Segment Start: Text for analysis

What is epilepsy?
Epilepsy actively affects about 1 in 200 people and is a tendency towards recurrent “seizures’.
A seizure is a convulsion or transient abnormal event from episodic discharge of high frequency impulses in the brain, or a part of it. Various types of seizures occur, their symptoms characterised by the location and extent of the discharges.
It is important to understand that having a single seizure is not sufficient to make a diagnosis of epilepsy. It is the tendency towards recurrent seizures that defines the condition. Many acute medical emergencies may present as tonic clonic seizures in response to traumatic, metabolic or infective processes. In these cases, there may be no underlying susceptibility to seizures.
Therefore the diagnosis of epilepsy can only be made if more than one attack occurs.
Diagnosis requires evidence of recurrent seizures unprovoked by other identifiable causes
Reckless labelling of patients as “epileptic” has huge social, financial and medical implications and should not be made lightly.

Segment End: Text for analysis
Segment Start: Extracted records

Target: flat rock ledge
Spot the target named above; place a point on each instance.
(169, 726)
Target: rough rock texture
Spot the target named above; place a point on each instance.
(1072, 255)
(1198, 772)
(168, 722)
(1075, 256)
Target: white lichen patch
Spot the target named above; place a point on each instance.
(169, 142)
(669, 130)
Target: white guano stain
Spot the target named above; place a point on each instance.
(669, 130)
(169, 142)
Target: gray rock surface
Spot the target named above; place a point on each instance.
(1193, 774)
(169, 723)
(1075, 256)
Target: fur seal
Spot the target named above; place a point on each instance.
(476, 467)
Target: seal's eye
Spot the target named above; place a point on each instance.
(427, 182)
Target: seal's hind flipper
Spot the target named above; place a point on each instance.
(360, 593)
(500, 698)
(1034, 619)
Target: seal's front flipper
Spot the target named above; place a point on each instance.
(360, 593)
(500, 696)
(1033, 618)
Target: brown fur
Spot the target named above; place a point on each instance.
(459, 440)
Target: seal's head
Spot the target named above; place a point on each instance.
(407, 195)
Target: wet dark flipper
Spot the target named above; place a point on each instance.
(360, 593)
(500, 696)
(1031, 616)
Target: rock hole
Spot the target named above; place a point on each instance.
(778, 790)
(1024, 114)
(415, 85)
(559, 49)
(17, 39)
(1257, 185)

Segment End: Extracted records

## Activity list
1. Answer from the epilepsy text:
(a) About how many people does epilepsy actively affect?
(b) What determines the symptoms of the various types of seizures?
(c) How many attacks must occur before a diagnosis of epilepsy can be made?
2. Reproduce the epilepsy text word for word from "Epilepsy actively affects" to "of the discharges.".
The listing is separate material, independent of the epilepsy text.

## Answers for the tasks
1.
(a) About 1 in 200 people.
(b) The location and extent of the discharges.
(c) More than one.

2.
Epilepsy actively affects about 1 in 200 people and is a tendency towards recurrent “seizures’.
A seizure is a convulsion or transient abnormal event from episodic discharge of high frequency impulses in the brain, or a part of it. Various types of seizures occur, their symptoms characterised by the location and extent of the discharges.